Requirement: For each line below with the word "instance", write out a copy.

Data in this exercise:
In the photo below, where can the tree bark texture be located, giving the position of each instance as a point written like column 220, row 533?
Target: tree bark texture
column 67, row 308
...
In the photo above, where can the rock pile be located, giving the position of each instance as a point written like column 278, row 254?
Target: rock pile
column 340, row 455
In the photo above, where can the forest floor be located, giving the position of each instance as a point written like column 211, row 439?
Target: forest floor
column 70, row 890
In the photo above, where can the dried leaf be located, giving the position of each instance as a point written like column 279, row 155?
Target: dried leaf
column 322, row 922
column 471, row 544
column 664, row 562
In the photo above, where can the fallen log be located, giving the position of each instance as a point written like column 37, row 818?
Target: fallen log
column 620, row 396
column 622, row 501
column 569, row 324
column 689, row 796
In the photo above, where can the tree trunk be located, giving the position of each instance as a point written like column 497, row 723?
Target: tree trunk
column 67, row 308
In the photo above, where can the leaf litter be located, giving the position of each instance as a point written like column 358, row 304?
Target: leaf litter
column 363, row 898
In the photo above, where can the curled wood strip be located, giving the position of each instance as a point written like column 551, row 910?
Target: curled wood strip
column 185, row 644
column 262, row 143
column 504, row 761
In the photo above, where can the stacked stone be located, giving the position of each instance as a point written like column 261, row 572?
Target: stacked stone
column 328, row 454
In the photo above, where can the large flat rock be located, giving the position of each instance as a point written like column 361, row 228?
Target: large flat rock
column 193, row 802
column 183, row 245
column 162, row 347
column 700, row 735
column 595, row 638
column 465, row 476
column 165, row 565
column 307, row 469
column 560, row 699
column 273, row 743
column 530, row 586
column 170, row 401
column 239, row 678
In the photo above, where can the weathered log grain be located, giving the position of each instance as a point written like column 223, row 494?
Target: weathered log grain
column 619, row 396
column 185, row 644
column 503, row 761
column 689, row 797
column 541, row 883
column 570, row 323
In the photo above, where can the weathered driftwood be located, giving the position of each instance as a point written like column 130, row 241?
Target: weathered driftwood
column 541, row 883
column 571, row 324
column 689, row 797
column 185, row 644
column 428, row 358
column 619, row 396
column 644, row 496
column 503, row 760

Finished exercise:
In the photo below, where can the tree bark texture be located, giving the position of each instance as a point written like column 220, row 533?
In the photo above, where can the rock pile be located, giving the position of each instance as a point written like column 278, row 254?
In the photo above, where can the forest floor be located, giving the position of each instance as a point written like column 211, row 439?
In the photo above, where can the dried leaf be located, giving the position of each instance as a point written like column 279, row 155?
In the photo above, where can the fallen log be located, giving the position of each instance as a point written like column 37, row 818?
In the photo above, where can the tree trunk be located, giving the position of each instance as a point written like column 497, row 723?
In the photo above, where can the leaf litter be located, giving the position of each instance as a point written like column 358, row 304?
In the photo above, where can the curled wood strip be located, giving the position of each instance as a point written like column 551, row 910?
In the photo above, where can the stacked stone be located, giving the position of each instance as a point written like column 261, row 572?
In the photo above, where can the large flat rock be located, giving the position of each instance as a point written like column 361, row 228?
In the photo above, where can the weathered log grain be located, giving the position of each instance as a point written like column 223, row 494?
In the photo above, where can the weathered driftwood be located, giving the position of each instance as a point written like column 130, row 241?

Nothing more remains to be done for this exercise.